→ **Directions for this task**
Show every line of the data below that contains the string "field", treating uppercase and lowercase letters as different.

┌─ Items

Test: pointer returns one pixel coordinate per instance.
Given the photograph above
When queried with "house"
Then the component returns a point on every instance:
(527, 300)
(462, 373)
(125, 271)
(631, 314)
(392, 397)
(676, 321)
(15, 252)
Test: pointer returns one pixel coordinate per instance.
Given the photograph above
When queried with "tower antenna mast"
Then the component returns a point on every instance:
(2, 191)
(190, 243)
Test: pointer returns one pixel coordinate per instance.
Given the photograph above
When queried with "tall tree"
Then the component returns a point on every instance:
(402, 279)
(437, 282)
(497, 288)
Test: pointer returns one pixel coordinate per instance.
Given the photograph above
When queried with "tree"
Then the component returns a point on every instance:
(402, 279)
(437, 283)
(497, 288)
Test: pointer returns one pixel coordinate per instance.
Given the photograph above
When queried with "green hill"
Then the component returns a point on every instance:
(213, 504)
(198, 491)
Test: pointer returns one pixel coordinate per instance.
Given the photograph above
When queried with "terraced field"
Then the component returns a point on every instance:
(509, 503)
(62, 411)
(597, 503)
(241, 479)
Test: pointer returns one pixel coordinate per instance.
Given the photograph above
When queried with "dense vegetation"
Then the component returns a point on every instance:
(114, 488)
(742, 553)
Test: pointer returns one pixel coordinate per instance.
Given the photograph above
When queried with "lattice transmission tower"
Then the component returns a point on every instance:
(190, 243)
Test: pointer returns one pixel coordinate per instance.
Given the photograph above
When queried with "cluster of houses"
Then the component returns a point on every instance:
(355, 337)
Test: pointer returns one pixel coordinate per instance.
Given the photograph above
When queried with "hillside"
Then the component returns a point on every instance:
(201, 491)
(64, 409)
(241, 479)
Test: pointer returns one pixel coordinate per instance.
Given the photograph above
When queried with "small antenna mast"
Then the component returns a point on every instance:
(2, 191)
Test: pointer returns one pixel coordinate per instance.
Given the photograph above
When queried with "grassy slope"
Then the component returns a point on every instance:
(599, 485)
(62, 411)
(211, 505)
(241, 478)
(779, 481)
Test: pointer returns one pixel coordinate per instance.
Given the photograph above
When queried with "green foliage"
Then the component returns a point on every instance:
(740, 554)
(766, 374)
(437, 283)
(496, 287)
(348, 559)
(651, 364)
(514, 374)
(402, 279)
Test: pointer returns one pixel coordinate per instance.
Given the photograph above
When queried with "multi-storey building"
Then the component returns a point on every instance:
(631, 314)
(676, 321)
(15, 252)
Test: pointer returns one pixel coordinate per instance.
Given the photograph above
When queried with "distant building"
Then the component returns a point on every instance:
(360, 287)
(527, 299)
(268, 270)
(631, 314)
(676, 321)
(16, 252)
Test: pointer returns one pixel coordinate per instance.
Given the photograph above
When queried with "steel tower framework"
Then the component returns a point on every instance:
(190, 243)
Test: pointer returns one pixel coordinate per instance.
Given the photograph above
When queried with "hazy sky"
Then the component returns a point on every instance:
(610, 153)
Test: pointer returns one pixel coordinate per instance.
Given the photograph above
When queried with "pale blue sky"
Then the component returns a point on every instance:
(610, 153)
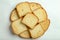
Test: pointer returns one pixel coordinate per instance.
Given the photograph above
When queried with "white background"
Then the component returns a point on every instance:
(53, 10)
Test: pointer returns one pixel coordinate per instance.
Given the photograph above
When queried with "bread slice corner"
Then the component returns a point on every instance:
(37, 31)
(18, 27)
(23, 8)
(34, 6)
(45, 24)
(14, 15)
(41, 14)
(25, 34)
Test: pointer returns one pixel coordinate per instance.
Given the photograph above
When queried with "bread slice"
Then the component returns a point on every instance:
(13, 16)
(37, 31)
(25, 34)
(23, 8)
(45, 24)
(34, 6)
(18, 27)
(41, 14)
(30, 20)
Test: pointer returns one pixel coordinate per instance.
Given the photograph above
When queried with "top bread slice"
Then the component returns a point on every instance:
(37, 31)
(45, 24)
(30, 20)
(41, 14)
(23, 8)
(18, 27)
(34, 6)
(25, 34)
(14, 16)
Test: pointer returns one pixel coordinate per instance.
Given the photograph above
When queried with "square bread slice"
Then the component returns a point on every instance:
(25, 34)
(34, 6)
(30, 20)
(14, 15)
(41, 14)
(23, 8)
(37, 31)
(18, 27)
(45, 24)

└─
┌─ Items

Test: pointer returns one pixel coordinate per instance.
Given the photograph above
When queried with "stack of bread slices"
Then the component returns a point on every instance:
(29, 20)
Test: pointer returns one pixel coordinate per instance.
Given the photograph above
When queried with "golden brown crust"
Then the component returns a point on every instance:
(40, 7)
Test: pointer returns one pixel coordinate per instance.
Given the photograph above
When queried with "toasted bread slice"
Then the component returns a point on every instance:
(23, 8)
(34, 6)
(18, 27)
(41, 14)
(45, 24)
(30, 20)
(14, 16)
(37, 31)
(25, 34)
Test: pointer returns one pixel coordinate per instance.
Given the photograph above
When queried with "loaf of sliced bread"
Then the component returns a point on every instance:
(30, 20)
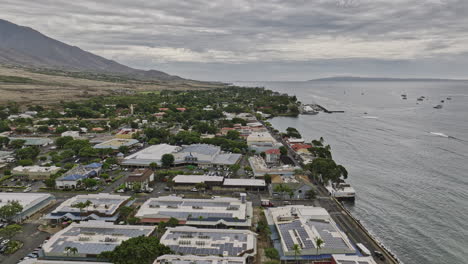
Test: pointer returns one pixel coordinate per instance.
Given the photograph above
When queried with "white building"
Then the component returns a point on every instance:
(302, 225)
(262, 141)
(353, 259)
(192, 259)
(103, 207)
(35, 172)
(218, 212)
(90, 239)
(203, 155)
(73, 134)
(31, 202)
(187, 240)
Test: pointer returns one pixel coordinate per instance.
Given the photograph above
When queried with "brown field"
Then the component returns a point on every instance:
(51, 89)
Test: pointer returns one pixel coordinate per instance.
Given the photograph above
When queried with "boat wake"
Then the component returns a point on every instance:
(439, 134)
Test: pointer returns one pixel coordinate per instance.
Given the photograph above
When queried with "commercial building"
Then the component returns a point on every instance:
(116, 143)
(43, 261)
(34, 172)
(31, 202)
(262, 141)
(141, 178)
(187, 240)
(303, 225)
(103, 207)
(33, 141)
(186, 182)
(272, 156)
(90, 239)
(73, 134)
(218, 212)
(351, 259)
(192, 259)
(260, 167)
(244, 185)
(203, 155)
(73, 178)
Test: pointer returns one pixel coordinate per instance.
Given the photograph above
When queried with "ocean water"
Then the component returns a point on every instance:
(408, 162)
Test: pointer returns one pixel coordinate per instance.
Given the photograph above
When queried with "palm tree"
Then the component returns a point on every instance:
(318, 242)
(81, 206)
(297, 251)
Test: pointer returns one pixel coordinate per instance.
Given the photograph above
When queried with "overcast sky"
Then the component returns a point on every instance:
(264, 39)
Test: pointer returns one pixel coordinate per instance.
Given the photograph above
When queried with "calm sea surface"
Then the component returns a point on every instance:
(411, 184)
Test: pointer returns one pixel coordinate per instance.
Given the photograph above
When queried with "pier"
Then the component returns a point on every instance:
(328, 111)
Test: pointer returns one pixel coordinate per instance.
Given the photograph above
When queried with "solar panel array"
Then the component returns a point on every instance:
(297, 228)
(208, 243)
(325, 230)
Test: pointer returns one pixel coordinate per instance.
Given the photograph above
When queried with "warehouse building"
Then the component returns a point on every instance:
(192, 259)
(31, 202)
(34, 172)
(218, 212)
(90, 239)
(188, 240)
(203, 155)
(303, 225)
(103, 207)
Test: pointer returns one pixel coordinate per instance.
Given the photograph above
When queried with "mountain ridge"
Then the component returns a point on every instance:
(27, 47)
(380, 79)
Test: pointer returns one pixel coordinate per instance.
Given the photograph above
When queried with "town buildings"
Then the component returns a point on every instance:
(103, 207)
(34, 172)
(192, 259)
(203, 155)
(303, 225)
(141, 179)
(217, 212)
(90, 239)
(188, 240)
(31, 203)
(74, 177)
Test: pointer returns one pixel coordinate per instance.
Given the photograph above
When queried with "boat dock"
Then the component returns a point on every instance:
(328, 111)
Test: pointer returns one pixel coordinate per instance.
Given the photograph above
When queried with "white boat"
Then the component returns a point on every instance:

└─

→ **The completed task**
When queried with "terraced field"
When queried with "brown field"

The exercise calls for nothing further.